• PROBLEM TO SOLVE: Please identify each line in the records below that contains the word "netting" and copy those lines.
****************
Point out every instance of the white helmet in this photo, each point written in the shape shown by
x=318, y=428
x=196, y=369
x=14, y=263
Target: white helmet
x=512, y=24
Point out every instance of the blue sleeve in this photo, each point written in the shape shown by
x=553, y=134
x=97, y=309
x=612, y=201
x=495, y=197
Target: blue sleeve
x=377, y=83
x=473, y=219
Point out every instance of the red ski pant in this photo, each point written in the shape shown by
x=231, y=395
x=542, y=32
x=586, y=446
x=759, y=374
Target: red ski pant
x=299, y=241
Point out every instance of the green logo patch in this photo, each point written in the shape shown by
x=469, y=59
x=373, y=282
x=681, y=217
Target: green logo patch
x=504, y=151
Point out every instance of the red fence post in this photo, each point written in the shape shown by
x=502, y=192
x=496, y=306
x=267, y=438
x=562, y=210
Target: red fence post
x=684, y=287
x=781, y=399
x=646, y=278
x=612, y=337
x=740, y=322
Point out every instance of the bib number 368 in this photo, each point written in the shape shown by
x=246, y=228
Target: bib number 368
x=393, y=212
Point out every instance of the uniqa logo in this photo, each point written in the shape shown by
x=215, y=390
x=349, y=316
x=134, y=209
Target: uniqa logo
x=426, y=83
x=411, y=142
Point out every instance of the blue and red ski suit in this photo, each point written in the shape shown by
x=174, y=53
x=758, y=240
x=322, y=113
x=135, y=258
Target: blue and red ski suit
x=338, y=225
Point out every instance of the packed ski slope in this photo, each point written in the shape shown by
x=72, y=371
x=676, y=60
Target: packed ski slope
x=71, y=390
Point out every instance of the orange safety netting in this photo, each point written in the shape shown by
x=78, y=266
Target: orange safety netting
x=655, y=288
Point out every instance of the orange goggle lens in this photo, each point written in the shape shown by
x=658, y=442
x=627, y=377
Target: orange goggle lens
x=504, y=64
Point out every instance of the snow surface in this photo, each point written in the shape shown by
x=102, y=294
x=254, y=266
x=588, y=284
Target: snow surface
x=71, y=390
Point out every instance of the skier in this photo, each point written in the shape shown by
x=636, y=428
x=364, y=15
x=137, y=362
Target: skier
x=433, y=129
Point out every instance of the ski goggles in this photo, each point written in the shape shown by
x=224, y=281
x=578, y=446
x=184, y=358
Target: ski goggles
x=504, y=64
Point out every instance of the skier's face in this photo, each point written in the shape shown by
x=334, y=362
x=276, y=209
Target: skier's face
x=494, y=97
****************
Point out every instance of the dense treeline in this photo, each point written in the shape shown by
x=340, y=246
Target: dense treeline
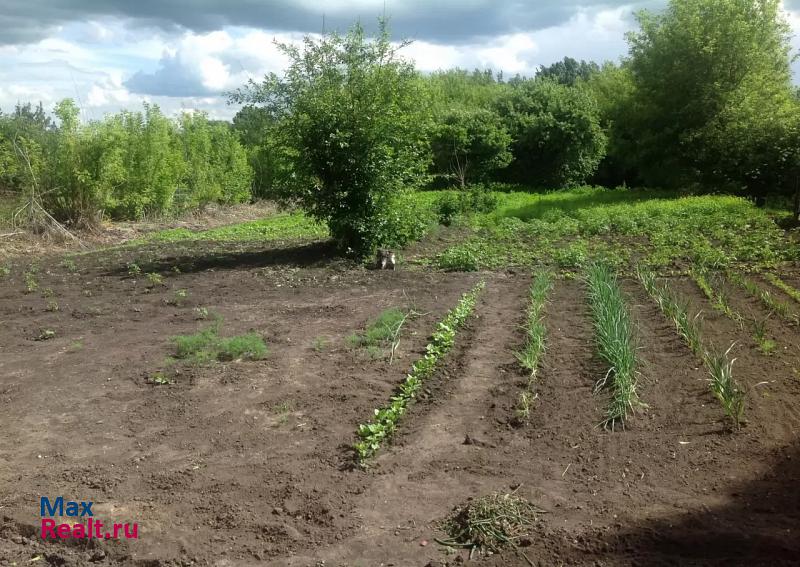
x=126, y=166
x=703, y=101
****************
• TASK OUTPUT:
Point out every instance of the orange safety netting in this photo, each point written in the shape shown by
Target: orange safety netting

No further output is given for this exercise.